**REQUIRED ACTION:** Keep every word of the entries and print them exactly; the pictures stay out.

**EXERCISE INPUTS:**
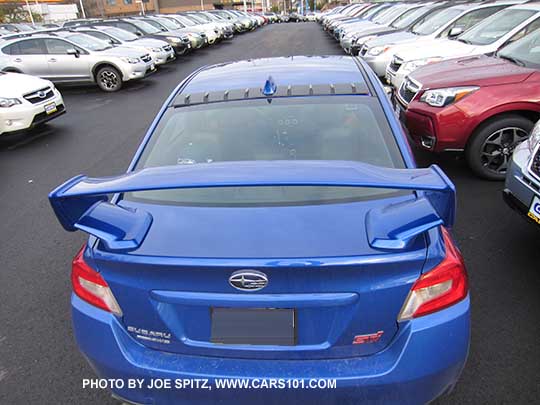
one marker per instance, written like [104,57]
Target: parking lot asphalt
[39,361]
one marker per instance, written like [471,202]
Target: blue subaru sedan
[271,242]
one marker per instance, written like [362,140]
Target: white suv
[67,57]
[27,101]
[448,22]
[487,37]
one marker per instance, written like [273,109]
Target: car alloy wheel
[489,150]
[497,149]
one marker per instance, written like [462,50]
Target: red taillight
[440,288]
[91,287]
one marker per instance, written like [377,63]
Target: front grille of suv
[39,96]
[408,90]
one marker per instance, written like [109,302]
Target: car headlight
[378,50]
[534,138]
[8,102]
[131,60]
[444,97]
[415,64]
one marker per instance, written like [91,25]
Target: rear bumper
[424,361]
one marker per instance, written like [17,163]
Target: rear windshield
[350,128]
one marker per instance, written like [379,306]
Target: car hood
[468,71]
[393,39]
[122,52]
[429,48]
[15,84]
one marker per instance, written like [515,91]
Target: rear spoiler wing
[82,203]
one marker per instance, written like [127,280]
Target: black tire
[109,79]
[490,148]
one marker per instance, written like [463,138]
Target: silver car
[160,51]
[74,57]
[522,189]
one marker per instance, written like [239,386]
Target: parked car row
[107,52]
[464,75]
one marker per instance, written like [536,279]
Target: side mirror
[454,32]
[74,52]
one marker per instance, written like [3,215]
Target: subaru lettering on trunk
[248,280]
[299,243]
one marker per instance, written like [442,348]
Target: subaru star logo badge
[248,280]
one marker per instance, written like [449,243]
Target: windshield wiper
[513,60]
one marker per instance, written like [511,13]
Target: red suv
[482,105]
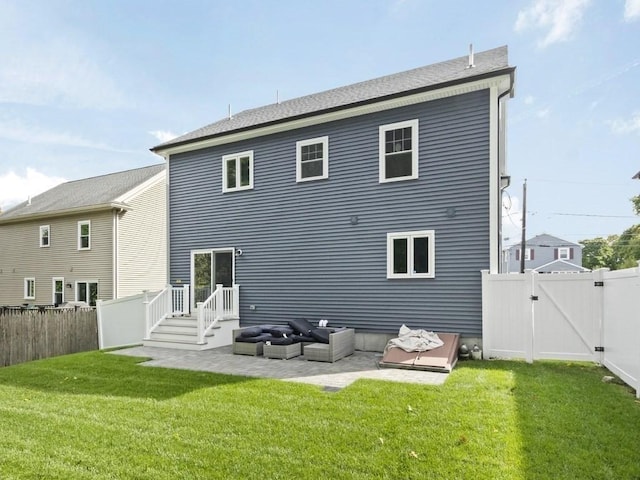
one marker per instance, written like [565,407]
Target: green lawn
[101,416]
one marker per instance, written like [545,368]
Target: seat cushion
[281,331]
[321,335]
[251,332]
[263,337]
[280,341]
[302,326]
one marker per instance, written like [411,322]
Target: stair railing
[222,304]
[170,301]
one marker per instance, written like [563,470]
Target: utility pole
[523,242]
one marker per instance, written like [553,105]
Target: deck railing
[222,304]
[170,301]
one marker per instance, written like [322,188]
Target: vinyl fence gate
[591,316]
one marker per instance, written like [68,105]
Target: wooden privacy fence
[33,335]
[591,316]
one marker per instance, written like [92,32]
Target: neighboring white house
[544,254]
[92,239]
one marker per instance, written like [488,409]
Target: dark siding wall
[303,257]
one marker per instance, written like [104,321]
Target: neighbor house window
[528,254]
[87,292]
[84,235]
[237,171]
[312,159]
[399,151]
[45,235]
[29,288]
[411,254]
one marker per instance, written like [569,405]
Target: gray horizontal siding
[303,257]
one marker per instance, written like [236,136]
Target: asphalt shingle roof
[403,83]
[87,192]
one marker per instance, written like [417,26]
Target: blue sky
[87,87]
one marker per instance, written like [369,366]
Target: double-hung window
[411,254]
[237,171]
[29,288]
[312,159]
[87,292]
[84,235]
[45,235]
[399,151]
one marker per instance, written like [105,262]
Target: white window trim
[409,236]
[236,157]
[80,224]
[414,150]
[87,282]
[42,230]
[325,158]
[53,288]
[26,288]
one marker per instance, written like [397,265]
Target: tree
[636,204]
[627,247]
[599,253]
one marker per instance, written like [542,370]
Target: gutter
[168,146]
[63,213]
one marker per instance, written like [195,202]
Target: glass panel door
[201,277]
[58,291]
[223,268]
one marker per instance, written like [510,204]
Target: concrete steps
[182,333]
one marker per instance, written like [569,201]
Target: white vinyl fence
[121,322]
[591,316]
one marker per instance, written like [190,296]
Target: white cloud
[163,135]
[623,127]
[543,113]
[15,188]
[632,10]
[559,18]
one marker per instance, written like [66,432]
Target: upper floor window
[45,235]
[312,159]
[399,151]
[29,288]
[528,254]
[411,254]
[84,235]
[237,171]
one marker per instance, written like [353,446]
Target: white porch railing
[171,300]
[223,304]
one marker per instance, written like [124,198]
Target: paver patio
[329,375]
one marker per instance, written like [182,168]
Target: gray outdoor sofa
[318,344]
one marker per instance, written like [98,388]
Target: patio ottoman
[283,352]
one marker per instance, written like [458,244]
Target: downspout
[502,152]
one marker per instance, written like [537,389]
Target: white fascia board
[501,82]
[63,213]
[141,188]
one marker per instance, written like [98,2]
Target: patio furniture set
[298,337]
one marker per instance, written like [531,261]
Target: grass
[101,416]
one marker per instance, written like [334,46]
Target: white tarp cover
[415,340]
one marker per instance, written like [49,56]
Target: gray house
[544,254]
[371,205]
[97,238]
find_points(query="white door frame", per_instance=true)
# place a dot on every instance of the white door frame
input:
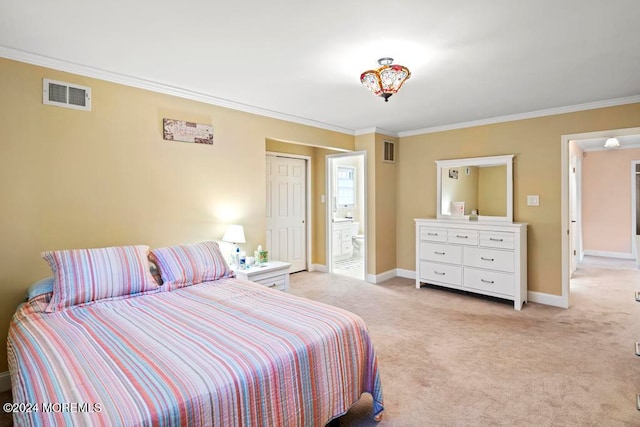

**ANSWER TO THE EXERCISE:**
one marker per instance, written like [104,57]
Target: parking lot asphalt
[39,361]
one marker per instance, written like [471,202]
Target: blue subaru sedan
[271,242]
one marker per instance, written like [362,140]
Target: white suv
[67,57]
[27,101]
[448,22]
[487,37]
one marker per instance, written like [273,109]
Target: car alloy wheel
[489,150]
[497,149]
one marker per instance, written like [462,50]
Target: red taillight
[440,288]
[91,287]
one marker per instance, written like [377,63]
Target: front grille of suv
[39,96]
[408,90]
one marker per instance, written like [109,302]
Target: car headlight
[378,50]
[534,138]
[8,102]
[131,60]
[444,97]
[415,64]
one marker per instance, written like [91,25]
Target: rear bumper
[424,361]
one marker per instance, written like [17,163]
Target: rear windshield
[350,128]
one marker per instance, written like [379,306]
Target: car hood
[468,71]
[393,39]
[122,52]
[429,48]
[15,84]
one marker per instance, written like [515,91]
Target: rear spoiler wing
[82,203]
one marker per instance, written like [127,280]
Target: black tire
[109,79]
[490,148]
one marker per instance, written like [463,138]
Target: silver car
[160,51]
[74,57]
[522,189]
one marker per instance, written like [239,386]
Target: parked car row
[107,52]
[464,75]
one marker per instance, written like [536,279]
Target: side mirror
[454,32]
[74,52]
one marker per instance, written like [3,215]
Target: subaru lettering on trunk
[248,280]
[299,243]
one marker per instance, written like [442,348]
Target: subaru star logo badge
[248,280]
one marker per instance, written like [449,243]
Target: windshield wiper
[513,60]
one marker per instance, written like [511,13]
Target: red suv
[482,105]
one marker per instance, written like [565,407]
Target: green lawn
[101,416]
one marker per instance, written like [545,368]
Target: seat cushion
[281,331]
[321,335]
[251,332]
[263,337]
[280,341]
[302,326]
one marker per instance, written like [411,322]
Target: stair railing
[222,304]
[170,301]
one marker per instance, written like [563,470]
Target: utility pole
[523,242]
one marker per instance, written like [553,105]
Target: deck railing
[222,304]
[170,301]
one marker per instance, written like [322,188]
Target: vinyl fence gate
[591,316]
one marker per instance, written like [68,105]
Target: wooden privacy fence
[33,335]
[591,316]
one marker per instance, written like [92,32]
Target: neighboring white house
[544,254]
[92,239]
one marker per instance, written like [488,409]
Target: dark siding wall
[303,257]
one marker per instance, written like [104,321]
Target: neighbor house window
[528,254]
[87,292]
[84,235]
[237,171]
[312,159]
[399,151]
[45,235]
[29,288]
[411,254]
one marker per instance, written like [569,405]
Target: gray horizontal siding
[303,257]
one marker per instance, written like [236,136]
Target: asphalt shingle roof
[403,83]
[87,192]
one marker per instance, written like [417,26]
Target: blue sky
[87,87]
one marker per instance, written like [369,366]
Target: double-hung window
[411,254]
[237,171]
[29,288]
[312,159]
[87,292]
[84,235]
[45,235]
[399,151]
one marker per instance, written like [105,262]
Target: white window trim
[409,236]
[236,157]
[80,224]
[414,150]
[87,282]
[42,230]
[325,158]
[53,288]
[26,288]
one marker per instance, written like [397,265]
Target: tree
[636,204]
[627,247]
[599,253]
one marker per instance, written like [542,370]
Target: gutter
[168,146]
[63,213]
one marker per instance, written like [195,202]
Target: glass panel door
[201,277]
[58,291]
[223,268]
one marker per instance, written like [510,204]
Target: concrete steps
[182,333]
one marker per instance, written like [569,201]
Target: white vinyl fence
[121,322]
[591,316]
one marker per instance, written like [190,296]
Target: white cloud
[163,135]
[623,127]
[543,113]
[15,188]
[632,10]
[559,18]
one marker per instance, written like [66,432]
Target: upper floor window
[45,235]
[312,159]
[399,151]
[29,288]
[528,254]
[411,254]
[84,235]
[237,171]
one marker per instance, written like [353,446]
Target: white porch railing
[171,300]
[223,304]
one marker per instance, written like [124,198]
Target: paver patio
[329,375]
one marker per instance, written like [182,168]
Target: gray outdoor sofa
[318,344]
one marker per instance, written like [98,388]
Target: patio ottoman
[283,352]
one marker per instance, written like [458,244]
Target: downspout
[502,152]
one marker per instance, written like [537,389]
Target: white fascia board
[501,82]
[63,213]
[141,188]
one marker per instance, written like [98,2]
Target: patio furniture set
[298,337]
one marker per instance, written like [531,261]
Target: grass
[101,416]
one marker per instance, written like [334,46]
Target: white tarp cover
[415,340]
one marker per instance, written like [49,56]
Target: gray house
[544,254]
[371,205]
[97,238]
find_points(query="white door frame", per_instance=true)
# place a dot on every instance of the white door frame
input:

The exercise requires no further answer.